Data extracted from a collection
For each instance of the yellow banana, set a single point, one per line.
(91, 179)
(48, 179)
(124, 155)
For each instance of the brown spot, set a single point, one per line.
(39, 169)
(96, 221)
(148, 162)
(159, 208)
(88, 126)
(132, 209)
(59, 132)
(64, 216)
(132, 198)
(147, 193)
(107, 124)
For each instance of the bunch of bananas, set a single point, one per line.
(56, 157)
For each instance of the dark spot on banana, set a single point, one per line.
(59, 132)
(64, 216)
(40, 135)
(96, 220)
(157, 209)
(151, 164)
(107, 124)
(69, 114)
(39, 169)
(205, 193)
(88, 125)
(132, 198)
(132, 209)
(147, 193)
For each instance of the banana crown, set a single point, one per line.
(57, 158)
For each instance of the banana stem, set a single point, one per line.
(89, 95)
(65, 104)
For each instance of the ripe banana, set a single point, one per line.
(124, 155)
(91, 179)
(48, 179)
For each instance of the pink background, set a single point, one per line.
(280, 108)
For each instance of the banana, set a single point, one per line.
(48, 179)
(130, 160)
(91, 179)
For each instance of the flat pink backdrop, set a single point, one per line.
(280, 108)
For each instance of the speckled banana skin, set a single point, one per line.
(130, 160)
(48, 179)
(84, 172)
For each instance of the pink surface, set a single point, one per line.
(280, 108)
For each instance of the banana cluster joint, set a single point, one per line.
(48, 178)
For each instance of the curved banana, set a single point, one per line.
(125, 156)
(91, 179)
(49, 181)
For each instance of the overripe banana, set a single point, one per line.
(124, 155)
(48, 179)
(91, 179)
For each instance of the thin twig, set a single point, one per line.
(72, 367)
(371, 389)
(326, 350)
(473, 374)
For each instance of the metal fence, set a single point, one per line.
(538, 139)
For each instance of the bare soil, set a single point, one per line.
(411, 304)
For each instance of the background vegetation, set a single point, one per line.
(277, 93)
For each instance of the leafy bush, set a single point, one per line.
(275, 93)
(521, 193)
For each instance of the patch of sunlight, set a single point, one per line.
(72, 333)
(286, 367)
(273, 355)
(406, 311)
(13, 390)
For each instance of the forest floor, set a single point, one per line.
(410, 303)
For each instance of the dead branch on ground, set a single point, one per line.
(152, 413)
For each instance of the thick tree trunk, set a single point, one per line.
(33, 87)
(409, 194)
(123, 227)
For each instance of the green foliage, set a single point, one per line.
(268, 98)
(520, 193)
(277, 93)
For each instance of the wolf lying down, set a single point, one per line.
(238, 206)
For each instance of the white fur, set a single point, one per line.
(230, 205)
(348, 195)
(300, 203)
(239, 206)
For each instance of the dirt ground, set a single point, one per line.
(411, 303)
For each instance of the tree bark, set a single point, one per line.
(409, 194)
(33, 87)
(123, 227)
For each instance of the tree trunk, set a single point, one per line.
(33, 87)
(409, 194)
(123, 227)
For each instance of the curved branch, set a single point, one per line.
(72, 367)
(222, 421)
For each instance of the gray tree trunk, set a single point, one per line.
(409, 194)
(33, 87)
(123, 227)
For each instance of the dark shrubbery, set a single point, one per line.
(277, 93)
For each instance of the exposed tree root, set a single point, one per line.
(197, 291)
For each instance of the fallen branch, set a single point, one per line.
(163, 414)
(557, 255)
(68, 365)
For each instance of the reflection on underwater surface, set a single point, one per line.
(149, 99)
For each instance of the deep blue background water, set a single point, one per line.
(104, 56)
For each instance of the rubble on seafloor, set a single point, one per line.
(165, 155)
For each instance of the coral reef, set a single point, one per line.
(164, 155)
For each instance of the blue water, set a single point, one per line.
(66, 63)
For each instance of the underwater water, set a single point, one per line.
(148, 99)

### YOUR OBJECTIVE
An exact restatement of the data above is required.

### OUTPUT FOR THIS TASK
For each instance of the yellow banana, set a single point, one per line.
(91, 179)
(48, 179)
(124, 155)
For each instance of the brown spot, set a single point, one per line.
(39, 169)
(96, 221)
(148, 162)
(159, 208)
(88, 126)
(132, 209)
(59, 132)
(64, 216)
(132, 198)
(147, 193)
(107, 124)
For each instance of the bunch of bananas, set a single point, one per line.
(56, 157)
For each instance of the dark spot on banana, set a single point, one per line.
(59, 132)
(64, 216)
(40, 135)
(96, 220)
(157, 209)
(151, 164)
(107, 124)
(69, 114)
(39, 169)
(205, 193)
(88, 125)
(132, 198)
(132, 209)
(147, 193)
For each instance of the banana crown, set a single point, one per line.
(57, 158)
For each instance of the banana stem, set a single point, one per line.
(89, 95)
(65, 104)
For each instance of the ripe banana, set a single point, one per line.
(124, 155)
(91, 179)
(48, 179)
For each instance of the pink background, set a single point, one per line.
(280, 108)
For each instance of the banana, set a single point, one per line.
(48, 179)
(130, 160)
(91, 179)
For each instance of the flat pink backdrop, set a single point, one per line.
(280, 108)
For each instance of the speckled banana skin, set a single point, one per line.
(130, 160)
(48, 179)
(84, 172)
For each instance of the pink surface, set a single point, one per line.
(280, 108)
For each instance of the banana cluster joint, set a single point, one per line.
(48, 178)
For each instance of the curved banana, set a single point, one per line.
(125, 156)
(91, 179)
(49, 181)
For each instance of the overripe banana, set a single point, one per line.
(124, 155)
(48, 179)
(91, 179)
For each instance of the thin twig, set a single point, one per line.
(72, 367)
(371, 389)
(326, 350)
(473, 374)
For each instance of the metal fence, set a single point, one per line.
(538, 139)
For each instance of the bare soil, set a single point, one per line.
(411, 304)
For each instance of the background vegetation, set a single point, one per line.
(277, 93)
For each instance of the leafy bush, set a single point, one per line.
(275, 93)
(521, 193)
For each instance of the patch of sunlight, set a single point, one per line.
(72, 333)
(286, 367)
(273, 355)
(406, 311)
(13, 390)
For each instance of the forest floor, set a single point, one per line.
(410, 303)
For each instance of the dead branch on ground, set a single point, one per line.
(152, 413)
For each instance of the thick tree trunk, set a single point, one per line.
(33, 87)
(409, 194)
(123, 227)
For each instance of the green foliage, set a single point, one per line.
(268, 98)
(520, 193)
(277, 93)
For each instance of the wolf lying down, set a single point, one per line.
(238, 206)
For each instance of the white fur, set a single point, one per line.
(230, 205)
(348, 195)
(300, 203)
(239, 206)
For each instance of the dirt ground, set a single point, one per line.
(411, 303)
For each instance of the tree bark, set a single point, one per line.
(409, 194)
(33, 87)
(123, 227)
For each instance of the tree trunk, set a single point, one per line.
(33, 87)
(409, 194)
(123, 227)
For each instance of the curved branch, set a single point, one per line.
(72, 367)
(222, 421)
For each instance of the gray tree trunk, set a single point, one per line.
(409, 194)
(33, 87)
(123, 227)
For each instance of the dark shrubbery, set a single point, one per line.
(277, 93)
For each instance of the exposed tree root, set a single point, one per line.
(197, 291)
For each instance of the fallen branch, set a single point, one per line.
(163, 414)
(557, 255)
(68, 365)
For each instance of the reflection on underwater surface, set a single point, one per line.
(149, 99)
For each instance of the deep blue background water, set a single point, one per line.
(104, 56)
For each instance of the rubble on seafloor, set a single point, one per line.
(165, 155)
For each instance of the coral reef, set a single point, one per line.
(164, 155)
For each instance of the blue water, set a single point, one per line.
(66, 63)
For each instance of the underwater water, set a single point, one per line.
(148, 99)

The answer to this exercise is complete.